Excerpts from segmentation records:
--- --- ---
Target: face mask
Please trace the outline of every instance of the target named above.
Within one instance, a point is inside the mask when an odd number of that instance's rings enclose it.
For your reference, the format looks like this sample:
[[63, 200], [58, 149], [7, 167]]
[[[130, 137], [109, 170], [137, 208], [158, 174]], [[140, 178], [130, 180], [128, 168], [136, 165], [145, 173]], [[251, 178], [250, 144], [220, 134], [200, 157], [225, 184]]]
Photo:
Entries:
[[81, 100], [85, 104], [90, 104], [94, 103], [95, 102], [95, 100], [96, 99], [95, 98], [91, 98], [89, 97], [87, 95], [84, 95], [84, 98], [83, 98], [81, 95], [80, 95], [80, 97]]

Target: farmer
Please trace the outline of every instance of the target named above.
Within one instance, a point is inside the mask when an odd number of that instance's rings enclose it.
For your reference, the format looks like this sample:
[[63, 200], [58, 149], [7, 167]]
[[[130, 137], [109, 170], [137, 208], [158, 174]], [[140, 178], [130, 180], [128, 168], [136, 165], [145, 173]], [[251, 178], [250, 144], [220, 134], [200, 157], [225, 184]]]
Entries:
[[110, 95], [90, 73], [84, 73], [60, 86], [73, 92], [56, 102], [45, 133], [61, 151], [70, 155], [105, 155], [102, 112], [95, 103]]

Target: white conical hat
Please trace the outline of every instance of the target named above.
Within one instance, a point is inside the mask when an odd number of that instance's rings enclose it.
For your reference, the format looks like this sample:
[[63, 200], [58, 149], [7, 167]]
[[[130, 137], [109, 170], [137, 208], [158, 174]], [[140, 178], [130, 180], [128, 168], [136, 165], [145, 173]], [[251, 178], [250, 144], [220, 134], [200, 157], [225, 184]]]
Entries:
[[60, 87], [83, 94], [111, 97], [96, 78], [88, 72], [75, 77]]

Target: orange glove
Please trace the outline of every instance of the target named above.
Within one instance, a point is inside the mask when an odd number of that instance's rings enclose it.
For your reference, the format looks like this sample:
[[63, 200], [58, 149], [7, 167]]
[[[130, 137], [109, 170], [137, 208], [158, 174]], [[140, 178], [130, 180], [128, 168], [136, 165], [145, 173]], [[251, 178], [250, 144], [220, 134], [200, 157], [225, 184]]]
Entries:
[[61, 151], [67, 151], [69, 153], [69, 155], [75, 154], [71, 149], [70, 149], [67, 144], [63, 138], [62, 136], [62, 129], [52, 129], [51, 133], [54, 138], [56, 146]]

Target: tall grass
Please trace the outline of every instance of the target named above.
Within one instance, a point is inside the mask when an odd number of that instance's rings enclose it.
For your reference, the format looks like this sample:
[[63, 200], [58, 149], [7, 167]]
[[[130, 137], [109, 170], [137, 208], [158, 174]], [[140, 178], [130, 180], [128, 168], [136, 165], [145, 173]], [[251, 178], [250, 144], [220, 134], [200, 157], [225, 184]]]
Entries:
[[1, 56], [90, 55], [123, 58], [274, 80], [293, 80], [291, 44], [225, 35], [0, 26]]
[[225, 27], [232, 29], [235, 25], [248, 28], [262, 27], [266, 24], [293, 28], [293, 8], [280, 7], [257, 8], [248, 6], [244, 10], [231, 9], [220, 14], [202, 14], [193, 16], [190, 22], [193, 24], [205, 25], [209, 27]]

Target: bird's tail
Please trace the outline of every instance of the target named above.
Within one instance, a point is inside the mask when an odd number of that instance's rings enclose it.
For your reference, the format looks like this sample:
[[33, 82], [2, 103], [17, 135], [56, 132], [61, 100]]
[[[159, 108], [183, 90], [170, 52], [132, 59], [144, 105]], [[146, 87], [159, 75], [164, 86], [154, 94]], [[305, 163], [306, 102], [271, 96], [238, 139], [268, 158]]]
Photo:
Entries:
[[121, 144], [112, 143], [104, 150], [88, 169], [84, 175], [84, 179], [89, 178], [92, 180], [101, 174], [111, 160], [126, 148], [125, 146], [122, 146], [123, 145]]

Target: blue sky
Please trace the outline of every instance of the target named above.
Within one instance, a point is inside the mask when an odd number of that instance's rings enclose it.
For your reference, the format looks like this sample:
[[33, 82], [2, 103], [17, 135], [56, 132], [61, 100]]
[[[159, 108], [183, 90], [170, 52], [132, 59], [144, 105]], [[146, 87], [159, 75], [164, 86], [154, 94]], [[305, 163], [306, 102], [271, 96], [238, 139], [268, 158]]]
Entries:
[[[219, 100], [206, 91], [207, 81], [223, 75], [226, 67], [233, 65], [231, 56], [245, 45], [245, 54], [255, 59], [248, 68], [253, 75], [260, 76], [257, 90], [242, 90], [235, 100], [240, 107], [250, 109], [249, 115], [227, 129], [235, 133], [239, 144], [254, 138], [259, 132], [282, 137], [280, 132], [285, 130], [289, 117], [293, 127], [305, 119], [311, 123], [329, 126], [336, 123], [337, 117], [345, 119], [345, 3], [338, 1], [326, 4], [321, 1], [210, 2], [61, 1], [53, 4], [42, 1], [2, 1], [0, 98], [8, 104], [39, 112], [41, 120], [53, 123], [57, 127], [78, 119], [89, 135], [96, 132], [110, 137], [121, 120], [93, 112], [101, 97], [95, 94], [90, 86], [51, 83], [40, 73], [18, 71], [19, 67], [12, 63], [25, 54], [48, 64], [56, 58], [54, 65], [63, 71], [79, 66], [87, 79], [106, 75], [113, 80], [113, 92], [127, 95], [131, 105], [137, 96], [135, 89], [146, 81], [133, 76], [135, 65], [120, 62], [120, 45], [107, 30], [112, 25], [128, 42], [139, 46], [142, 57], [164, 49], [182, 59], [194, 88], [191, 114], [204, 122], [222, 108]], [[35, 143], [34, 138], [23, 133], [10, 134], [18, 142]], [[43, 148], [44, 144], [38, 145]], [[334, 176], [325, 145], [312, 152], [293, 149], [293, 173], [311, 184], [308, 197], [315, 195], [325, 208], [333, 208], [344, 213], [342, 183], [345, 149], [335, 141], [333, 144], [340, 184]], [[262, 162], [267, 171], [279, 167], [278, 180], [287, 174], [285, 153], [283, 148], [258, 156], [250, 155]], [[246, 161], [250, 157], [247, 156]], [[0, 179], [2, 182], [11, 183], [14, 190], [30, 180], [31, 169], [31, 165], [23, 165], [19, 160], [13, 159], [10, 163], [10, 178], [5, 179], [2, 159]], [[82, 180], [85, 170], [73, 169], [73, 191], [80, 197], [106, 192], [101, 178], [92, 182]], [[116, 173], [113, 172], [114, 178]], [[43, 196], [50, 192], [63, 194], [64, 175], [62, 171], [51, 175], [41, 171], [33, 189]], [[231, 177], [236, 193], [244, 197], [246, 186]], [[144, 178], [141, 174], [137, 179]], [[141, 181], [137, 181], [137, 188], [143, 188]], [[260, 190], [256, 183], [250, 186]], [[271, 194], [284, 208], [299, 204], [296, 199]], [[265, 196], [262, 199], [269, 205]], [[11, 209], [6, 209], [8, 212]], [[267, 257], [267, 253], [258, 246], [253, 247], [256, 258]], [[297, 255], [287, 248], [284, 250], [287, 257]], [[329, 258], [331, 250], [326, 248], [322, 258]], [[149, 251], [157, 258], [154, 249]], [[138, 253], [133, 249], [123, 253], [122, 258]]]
--- --- ---
STATED PROBLEM: Update the entries above by changing every "sample" to "template", leaving everything else as it is.

RESPONSE FOR THIS EXERCISE:
Target: face mask
Please trace the outline of every instance of the target named above.
Within one instance, a point is inside the mask when an odd number of that instance's rings enclose it.
For your reference, the format looks like this template:
[[63, 200], [58, 149], [7, 167]]
[[[130, 137], [109, 170], [137, 208], [158, 174]], [[140, 178], [130, 180], [128, 168], [136, 165], [145, 173]], [[251, 178], [250, 144], [220, 134], [200, 157], [225, 184]]]
Photo:
Entries:
[[81, 100], [85, 104], [90, 104], [94, 103], [95, 102], [95, 100], [96, 99], [95, 98], [91, 98], [89, 97], [87, 95], [84, 95], [84, 98], [83, 98], [81, 95], [80, 95], [80, 97]]

Target: farmer
Please trace the outline of every instance of the target named above.
Within one instance, a point is inside the mask when an odd number of that instance's rings enclose it.
For your reference, the format looks like this template:
[[63, 200], [58, 149], [7, 167]]
[[[130, 137], [109, 170], [137, 208], [158, 174]], [[140, 178], [130, 180], [128, 168], [136, 165], [145, 173]], [[251, 178], [250, 144], [220, 134], [200, 157], [225, 184]]]
Entries:
[[110, 95], [90, 73], [84, 73], [60, 86], [73, 92], [56, 102], [45, 133], [61, 151], [70, 155], [105, 155], [102, 112], [95, 103]]

Target: white conical hat
Please trace the outline of every instance of the target named above.
Within one instance, a point is inside the mask when an odd number of that instance's rings enclose it.
For your reference, the format looks like this template:
[[63, 200], [58, 149], [7, 167]]
[[[130, 137], [109, 170], [137, 208], [158, 174]], [[140, 178], [130, 180], [128, 168], [136, 165], [145, 173]], [[251, 178], [250, 144], [220, 134], [200, 157], [225, 184]]]
Entries:
[[60, 87], [83, 94], [111, 97], [96, 78], [88, 72], [75, 77]]

Target: orange glove
Please trace the outline of every instance of the target named above.
Within one instance, a point is inside the mask when an odd number of that instance's rings enclose it.
For your reference, the format looks like this template:
[[63, 200], [58, 149], [7, 167]]
[[[130, 137], [109, 170], [137, 208], [158, 174]], [[140, 178], [130, 180], [128, 168], [136, 165], [145, 173]], [[251, 178], [250, 144], [220, 134], [200, 157], [225, 184]]]
Entries:
[[61, 151], [67, 151], [69, 153], [69, 155], [75, 154], [71, 149], [70, 149], [67, 144], [63, 138], [62, 136], [62, 129], [52, 129], [51, 133], [54, 138], [56, 146]]

Target: tall grass
Please trace the outline of every instance of the target named above.
Within one instance, a point is inside the mask when an odd number of that instance's rings enclose it.
For your reference, the format looks like this template:
[[63, 200], [58, 149], [7, 167]]
[[[130, 137], [109, 170], [137, 208], [158, 174]], [[140, 178], [130, 180], [128, 168], [136, 165], [145, 173]], [[251, 178], [250, 144], [220, 134], [200, 157], [225, 184]]]
Entries:
[[1, 56], [90, 55], [123, 58], [274, 80], [293, 80], [291, 44], [225, 35], [0, 26]]
[[225, 27], [232, 29], [235, 25], [248, 28], [262, 27], [266, 24], [293, 28], [293, 8], [280, 7], [257, 8], [248, 6], [244, 10], [231, 9], [220, 14], [202, 14], [193, 16], [190, 22], [193, 24], [205, 25], [209, 27]]

Target: bird's tail
Please trace the outline of every instance of the target named above.
Within one instance, a point is inside the mask when an odd number of that instance's rings enclose it.
For your reference, the format looks like this template:
[[33, 82], [2, 103], [17, 135], [56, 132], [61, 100]]
[[[159, 108], [183, 90], [170, 52], [132, 59], [144, 105]], [[146, 87], [159, 75], [164, 86], [154, 94]], [[305, 163], [306, 102], [271, 96], [238, 139], [268, 158]]]
Photo:
Entries:
[[121, 144], [112, 143], [104, 150], [88, 169], [84, 175], [84, 179], [89, 178], [92, 180], [101, 174], [111, 160], [126, 148], [125, 146], [122, 146], [123, 145]]

Target: blue sky
Please trace the outline of every instance of the target named above.
Within one instance, a point is inside the mask when an odd number of that instance's rings enclose it.
For your reference, the format looks like this template:
[[33, 82], [2, 103], [17, 135], [56, 132], [61, 100]]
[[[159, 108], [183, 90], [170, 52], [132, 59], [144, 105]], [[146, 87], [159, 75], [164, 86], [154, 94]], [[305, 163], [306, 102], [271, 96], [238, 139], [268, 158]]]
Entries:
[[[219, 100], [206, 91], [207, 81], [223, 75], [226, 67], [233, 65], [231, 56], [245, 45], [245, 54], [255, 59], [248, 68], [253, 75], [260, 76], [257, 90], [242, 90], [235, 100], [240, 107], [250, 109], [249, 115], [227, 129], [235, 133], [239, 144], [254, 138], [259, 132], [282, 137], [280, 132], [285, 130], [289, 117], [293, 127], [305, 119], [311, 123], [329, 126], [336, 123], [337, 117], [345, 119], [345, 3], [338, 1], [326, 4], [321, 1], [210, 2], [61, 1], [53, 4], [42, 1], [2, 1], [0, 98], [8, 104], [39, 112], [41, 120], [53, 123], [57, 127], [78, 119], [89, 135], [96, 132], [110, 137], [121, 120], [93, 112], [101, 97], [95, 94], [90, 86], [51, 83], [40, 73], [18, 71], [19, 67], [12, 63], [25, 54], [48, 64], [56, 58], [54, 65], [63, 71], [79, 66], [87, 79], [106, 75], [113, 80], [113, 92], [127, 95], [131, 105], [137, 96], [135, 89], [146, 81], [133, 76], [135, 65], [120, 62], [120, 45], [107, 30], [112, 25], [128, 42], [139, 46], [142, 57], [164, 49], [182, 59], [194, 88], [191, 114], [204, 122], [222, 108]], [[35, 143], [34, 138], [23, 133], [10, 134], [18, 142]], [[43, 148], [44, 144], [38, 145]], [[334, 176], [325, 145], [312, 152], [293, 149], [293, 173], [311, 184], [308, 197], [315, 195], [325, 208], [333, 208], [344, 213], [342, 183], [345, 149], [335, 141], [333, 144], [340, 184]], [[262, 162], [267, 171], [279, 167], [278, 180], [287, 174], [285, 153], [283, 148], [258, 156], [250, 155]], [[246, 161], [250, 157], [247, 156]], [[0, 179], [2, 182], [11, 183], [14, 190], [30, 180], [31, 169], [31, 165], [23, 165], [19, 160], [13, 159], [10, 163], [10, 178], [5, 179], [2, 159]], [[82, 180], [85, 170], [73, 169], [73, 191], [80, 197], [106, 192], [101, 178], [92, 182]], [[116, 173], [113, 172], [114, 178]], [[43, 196], [50, 192], [63, 194], [64, 175], [62, 171], [51, 175], [41, 171], [33, 189]], [[231, 177], [236, 193], [244, 197], [246, 186]], [[144, 178], [141, 174], [137, 179]], [[141, 181], [137, 181], [137, 188], [143, 188]], [[260, 190], [256, 183], [250, 186]], [[271, 194], [284, 208], [299, 204], [296, 199]], [[265, 196], [262, 199], [269, 205]], [[11, 209], [6, 209], [8, 212]], [[267, 257], [267, 253], [258, 246], [253, 247], [256, 258]], [[297, 255], [287, 248], [284, 250], [287, 257]], [[329, 258], [331, 250], [326, 248], [322, 258]], [[149, 251], [157, 258], [154, 249]], [[138, 253], [133, 249], [123, 253], [122, 258]]]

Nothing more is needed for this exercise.